:: The input
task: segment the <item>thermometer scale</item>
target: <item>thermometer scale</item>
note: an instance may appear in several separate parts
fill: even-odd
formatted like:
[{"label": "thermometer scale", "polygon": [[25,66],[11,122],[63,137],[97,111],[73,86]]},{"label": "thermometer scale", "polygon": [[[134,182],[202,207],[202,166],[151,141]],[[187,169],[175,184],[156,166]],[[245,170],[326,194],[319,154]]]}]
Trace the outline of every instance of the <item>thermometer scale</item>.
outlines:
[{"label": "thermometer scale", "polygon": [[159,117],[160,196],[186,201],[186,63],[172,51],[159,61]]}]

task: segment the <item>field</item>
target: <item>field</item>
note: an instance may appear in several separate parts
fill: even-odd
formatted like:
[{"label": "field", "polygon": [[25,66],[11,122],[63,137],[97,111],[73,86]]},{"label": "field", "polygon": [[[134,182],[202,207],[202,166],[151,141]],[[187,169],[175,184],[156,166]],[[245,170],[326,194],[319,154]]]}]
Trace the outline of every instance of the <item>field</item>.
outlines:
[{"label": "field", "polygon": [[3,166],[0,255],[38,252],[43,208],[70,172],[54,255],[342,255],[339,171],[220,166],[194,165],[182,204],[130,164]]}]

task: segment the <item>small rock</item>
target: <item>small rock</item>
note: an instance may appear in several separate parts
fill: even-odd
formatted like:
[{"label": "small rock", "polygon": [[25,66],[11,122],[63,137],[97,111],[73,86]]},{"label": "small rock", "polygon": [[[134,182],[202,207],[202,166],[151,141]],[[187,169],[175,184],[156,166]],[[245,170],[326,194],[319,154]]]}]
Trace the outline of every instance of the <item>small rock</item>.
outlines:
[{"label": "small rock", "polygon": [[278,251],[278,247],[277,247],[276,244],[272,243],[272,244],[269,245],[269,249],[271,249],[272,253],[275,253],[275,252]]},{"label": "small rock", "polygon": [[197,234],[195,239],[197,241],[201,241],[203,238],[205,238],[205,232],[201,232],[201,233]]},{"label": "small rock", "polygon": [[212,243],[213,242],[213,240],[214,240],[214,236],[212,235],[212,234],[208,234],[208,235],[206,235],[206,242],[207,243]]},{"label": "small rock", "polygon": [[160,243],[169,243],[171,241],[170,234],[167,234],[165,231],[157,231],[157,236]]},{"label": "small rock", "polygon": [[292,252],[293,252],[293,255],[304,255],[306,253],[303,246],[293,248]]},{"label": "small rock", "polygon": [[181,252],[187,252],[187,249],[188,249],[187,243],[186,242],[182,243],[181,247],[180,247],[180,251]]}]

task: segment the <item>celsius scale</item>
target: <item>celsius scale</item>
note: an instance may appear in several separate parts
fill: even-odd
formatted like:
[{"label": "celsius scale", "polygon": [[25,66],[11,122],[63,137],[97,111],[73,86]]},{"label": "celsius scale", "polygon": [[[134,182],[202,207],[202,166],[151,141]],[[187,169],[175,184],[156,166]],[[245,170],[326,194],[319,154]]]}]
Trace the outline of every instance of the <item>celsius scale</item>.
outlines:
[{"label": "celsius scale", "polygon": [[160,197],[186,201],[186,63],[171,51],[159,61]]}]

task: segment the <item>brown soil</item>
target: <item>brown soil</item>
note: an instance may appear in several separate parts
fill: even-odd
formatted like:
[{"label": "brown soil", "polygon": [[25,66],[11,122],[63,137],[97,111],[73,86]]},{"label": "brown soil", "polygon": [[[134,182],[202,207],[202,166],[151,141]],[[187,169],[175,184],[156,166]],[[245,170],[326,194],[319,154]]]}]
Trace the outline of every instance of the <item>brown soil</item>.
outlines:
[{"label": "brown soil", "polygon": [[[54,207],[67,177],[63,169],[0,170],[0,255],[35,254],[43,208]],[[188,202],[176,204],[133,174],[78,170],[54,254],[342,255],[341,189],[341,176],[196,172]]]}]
::::
▶ Stated task
Arrange the lines above as a JSON list of strings, one string per line, leaving out blank lines.

▶ Finished answer
[
  "task: segment the <item>thermometer scale</item>",
  "target: <item>thermometer scale</item>",
  "note: an instance may appear in several separate parts",
  "fill: even-odd",
  "formatted like:",
  "[{\"label\": \"thermometer scale\", \"polygon\": [[25,66],[11,122],[63,137],[97,111],[73,86]]},{\"label\": \"thermometer scale\", \"polygon\": [[[134,182],[202,207],[202,166],[151,141]],[[187,169],[175,184],[156,166]],[[245,170],[326,194],[319,154]]]}]",
  "Trace the outline of every instance of the <item>thermometer scale</item>.",
  "outlines:",
  "[{\"label\": \"thermometer scale\", \"polygon\": [[159,117],[160,196],[186,201],[186,63],[172,51],[159,61]]}]",
  "task: segment the <item>field</item>",
  "target: <item>field</item>",
  "note: an instance may appear in several separate parts",
  "fill: even-odd",
  "formatted like:",
  "[{\"label\": \"field\", \"polygon\": [[25,66],[11,122],[63,137],[97,111],[73,86]]},{\"label\": \"field\", \"polygon\": [[[134,182],[202,207],[202,166],[151,141]],[[187,169],[175,184],[156,166]],[[245,170],[326,194],[319,154]]]}]",
  "Trace the outline of every instance of the <item>field</item>.",
  "outlines:",
  "[{\"label\": \"field\", \"polygon\": [[3,166],[0,255],[38,252],[43,208],[70,172],[54,255],[342,255],[339,171],[220,166],[194,165],[182,204],[130,164]]}]",
  "task: segment the <item>small rock</item>",
  "target: <item>small rock</item>",
  "note: an instance may appear in several separate parts",
  "fill: even-odd",
  "formatted like:",
  "[{\"label\": \"small rock\", \"polygon\": [[25,66],[11,122],[63,137],[97,111],[73,86]]},{\"label\": \"small rock\", \"polygon\": [[[134,182],[202,207],[202,166],[151,141]],[[187,169],[175,184],[156,166]],[[245,170],[326,194],[319,154]]]}]",
  "Trace the outline of every instance of the <item>small rock</item>.",
  "outlines:",
  "[{\"label\": \"small rock\", \"polygon\": [[278,251],[278,247],[277,247],[276,244],[272,243],[272,244],[269,245],[269,249],[271,249],[272,253],[275,253],[275,252]]},{\"label\": \"small rock\", \"polygon\": [[197,234],[195,239],[197,241],[201,241],[203,238],[205,238],[205,232],[201,232],[201,233]]},{\"label\": \"small rock\", \"polygon\": [[212,243],[213,242],[213,240],[214,240],[214,236],[212,235],[212,234],[208,234],[208,235],[206,235],[206,242],[207,243]]},{\"label\": \"small rock\", \"polygon\": [[160,243],[169,243],[171,241],[170,234],[167,234],[165,231],[157,231],[157,236]]},{\"label\": \"small rock\", \"polygon\": [[292,252],[293,252],[293,255],[304,255],[306,253],[303,246],[293,248]]},{\"label\": \"small rock\", \"polygon\": [[181,252],[187,252],[187,249],[188,249],[187,243],[186,242],[182,243],[181,247],[180,247],[180,251]]}]",
  "task: segment the <item>celsius scale</item>",
  "target: <item>celsius scale</item>",
  "note: an instance may appear in several separate parts",
  "fill: even-odd",
  "formatted like:",
  "[{\"label\": \"celsius scale\", \"polygon\": [[25,66],[11,122],[63,137],[97,111],[73,86]]},{\"label\": \"celsius scale\", \"polygon\": [[[134,182],[202,207],[202,166],[151,141]],[[187,169],[175,184],[156,166]],[[245,170],[326,194],[319,154]]]}]",
  "Trace the outline of every instance of the <item>celsius scale</item>.",
  "outlines:",
  "[{\"label\": \"celsius scale\", \"polygon\": [[160,197],[186,201],[186,63],[171,51],[159,61]]}]",
  "task: segment the <item>brown soil</item>",
  "target: <item>brown soil</item>",
  "note: an instance may appear in several separate parts",
  "fill: even-odd",
  "formatted like:",
  "[{\"label\": \"brown soil\", \"polygon\": [[25,66],[11,122],[63,137],[97,111],[73,86]]},{\"label\": \"brown soil\", \"polygon\": [[[134,182],[202,207],[202,166],[151,141]],[[187,169],[175,184],[156,166]],[[245,170],[326,194],[319,154]]]}]",
  "Trace the outline of every instance of the <item>brown soil</item>.",
  "outlines:",
  "[{\"label\": \"brown soil\", \"polygon\": [[[54,207],[67,177],[63,169],[0,170],[0,255],[35,254],[43,208]],[[188,202],[176,204],[133,174],[78,170],[54,254],[342,255],[341,189],[341,176],[196,172]]]}]"
]